* Estratto del documento *
====

Questo è troppo anche per me.
Io capisco il suo stato d'animo e anche se mi vengono in mente decine di motivi per cui la sua vita vale ancora la pena di essere vissuta, mi astengo dal ricordarglieli perché rispetto quest'uomo che, prima ancora di essere mio padre, è una persona con una dotazione specifica di sensibilità e di risorse emotive che potrebbero essere in via d'esaurimento, a prescindere da tutto il resto.
"La persona prima di tutto" è il mio motto, che sia padre o figlio e tuttavia io non posso rimanere ad ascoltare mio padre che mi dice che, tutto sommato, "sarebbe meglio".
Che ne parli con mia madre, con gli altri figli, con amici o parenti ma con me no. Io ho da pensare a come curarlo perché, qualsiasi cosa dica, nei suoi occhi vedo ancora un fortissimo istinto di sopravvivenza in azione e perché, in certi casi, il coraggio non si può prendere dagli altri ma bisogna trovarlo, se ancora c'è, in se stessi.

====

(Voci dei dati)
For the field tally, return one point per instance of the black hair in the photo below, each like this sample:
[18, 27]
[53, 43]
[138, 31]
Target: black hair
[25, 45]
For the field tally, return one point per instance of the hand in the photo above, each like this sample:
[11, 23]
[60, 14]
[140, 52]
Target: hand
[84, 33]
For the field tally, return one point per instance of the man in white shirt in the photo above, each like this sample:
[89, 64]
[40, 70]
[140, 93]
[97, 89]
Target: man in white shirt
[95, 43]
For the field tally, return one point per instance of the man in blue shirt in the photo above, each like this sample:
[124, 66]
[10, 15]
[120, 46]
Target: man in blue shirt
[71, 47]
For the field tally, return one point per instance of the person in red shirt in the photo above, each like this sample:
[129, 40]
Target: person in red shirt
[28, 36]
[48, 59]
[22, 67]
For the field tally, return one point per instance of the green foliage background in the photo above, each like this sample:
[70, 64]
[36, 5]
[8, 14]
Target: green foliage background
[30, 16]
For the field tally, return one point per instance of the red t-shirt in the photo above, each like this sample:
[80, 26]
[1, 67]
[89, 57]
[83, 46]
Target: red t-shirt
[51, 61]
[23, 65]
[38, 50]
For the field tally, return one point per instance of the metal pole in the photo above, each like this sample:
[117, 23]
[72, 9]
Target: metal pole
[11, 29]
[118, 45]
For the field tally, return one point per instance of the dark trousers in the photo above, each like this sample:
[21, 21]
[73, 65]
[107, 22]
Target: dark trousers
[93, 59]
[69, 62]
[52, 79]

====

* Quesito A *
Qual è il motto dichiarato nel brano sul padre?
* Quesito B *
Scrivi il seguito del brano sul padre, partendo dopo l'ultima frase.

* Risposta A *
"La persona prima di tutto".

* Risposta B *
Caro Matteo è equivoco frequente, soprattutto in gioventù, considerare i propri genitori esseri semi-onnipotenti, forti più di quel che sono, altruisti più di quel che la loro natura umana gli conceda d'essere, coraggiosi come fossero nati direttamente adulti. Insomma, e te lo dico da figlia, spesso i genitori tendono ad essere sopravvalutati dai figli che si aspettano da loro sempre il massimo. Il genitore lo sa e, il più delle volte, per quanto gli sia possibile, tende a corrispondere a queste aspettative vivendole come occasione di crescita e maturazione personale nonché come esempio di vita concreto per il proprio figlio. Tuttavia ci sono circostanze, che fatalmente aumentano al progredire degli anni, in cui anche un genitore, nonostante l'amore che nutre per i figli, sente di essere, prima che padre o madre, una persona, carica di limiti e imperfezioni e si sente autorizzato a vivere pienamente tali sentimenti. Di solito il figlio reagisce male sperimentando un profondo senso di delusione, arrivando a sentirsi tradito, pensando che la vita glia abbia destinato genitori di poco valore. Si può rimanere per anni in questo limbo emotivo finché, a sua volta, il figlio non inizia a sperimentare, per quanto ancora giovane e forte, i sentimenti di cui sopra. Allora avviene, quando davvero si è stati amati, una sorta di piccolo miracolo: proprio l'umanità dei nostri genitori rende prezioso e grande tutto ciò che loro ci hanno donato, sofferenze comprese. E' una cosa difficile da spiegare ma sicuramente capiterà anche a te e ne verrai fuori nel migliore dei modi perché sei un tipo in gamba e perché il tuo papà ed io ci stiamo impegnando molto per crescerti forte ed equilibrato.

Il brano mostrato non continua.